_What to work on:_
Please quote the material word for word between the line holding "Where can the team" and the line holding "Where can the bottle", inclusive.

_Provided entries:_

____________

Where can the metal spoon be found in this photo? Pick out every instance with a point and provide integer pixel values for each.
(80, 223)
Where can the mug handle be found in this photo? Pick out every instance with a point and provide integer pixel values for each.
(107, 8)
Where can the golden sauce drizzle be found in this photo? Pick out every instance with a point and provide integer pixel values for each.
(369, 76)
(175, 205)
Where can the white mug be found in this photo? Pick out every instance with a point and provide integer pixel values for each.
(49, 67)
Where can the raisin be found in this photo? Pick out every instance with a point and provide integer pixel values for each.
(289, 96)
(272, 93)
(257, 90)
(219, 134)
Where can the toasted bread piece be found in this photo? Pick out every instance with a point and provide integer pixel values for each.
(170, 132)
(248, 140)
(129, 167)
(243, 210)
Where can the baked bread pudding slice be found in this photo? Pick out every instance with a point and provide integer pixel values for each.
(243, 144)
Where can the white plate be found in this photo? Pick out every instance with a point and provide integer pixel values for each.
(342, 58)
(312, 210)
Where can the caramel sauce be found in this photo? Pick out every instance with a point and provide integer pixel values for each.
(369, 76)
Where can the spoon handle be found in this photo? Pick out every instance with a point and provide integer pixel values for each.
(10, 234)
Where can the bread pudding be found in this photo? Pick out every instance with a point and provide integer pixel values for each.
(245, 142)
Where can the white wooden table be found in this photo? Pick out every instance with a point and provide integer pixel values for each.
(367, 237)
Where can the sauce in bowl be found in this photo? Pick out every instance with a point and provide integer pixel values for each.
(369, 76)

____________

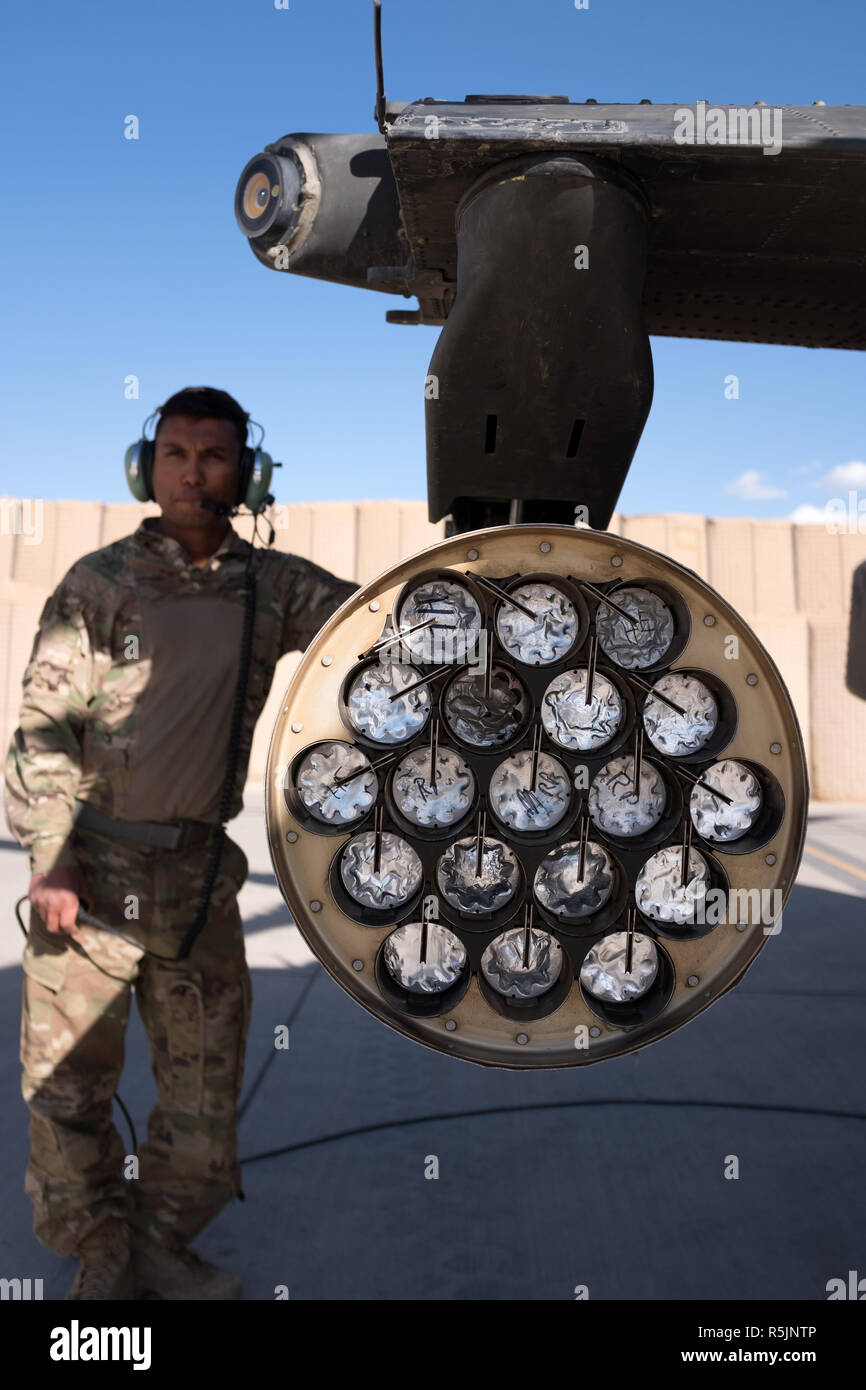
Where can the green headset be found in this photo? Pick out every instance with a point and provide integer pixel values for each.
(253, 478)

____________

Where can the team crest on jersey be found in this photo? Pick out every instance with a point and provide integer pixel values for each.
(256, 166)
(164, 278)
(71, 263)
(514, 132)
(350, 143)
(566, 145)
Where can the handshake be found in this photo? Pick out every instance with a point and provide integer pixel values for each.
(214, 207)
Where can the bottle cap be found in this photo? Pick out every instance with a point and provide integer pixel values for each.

____________

_Output:_
Where can the team crest on jersey be found in this photo? Pick out every instance with a point and provide integer pixel values for each.
(256, 166)
(164, 278)
(71, 263)
(514, 132)
(350, 143)
(566, 145)
Where can the handshake be found in this photo? Pick out every instance with a point and provide integer pixel values for each.
(214, 207)
Where can the bottle cap be found in this photo? Pick out every instance with a point and provide integer pixel values for each.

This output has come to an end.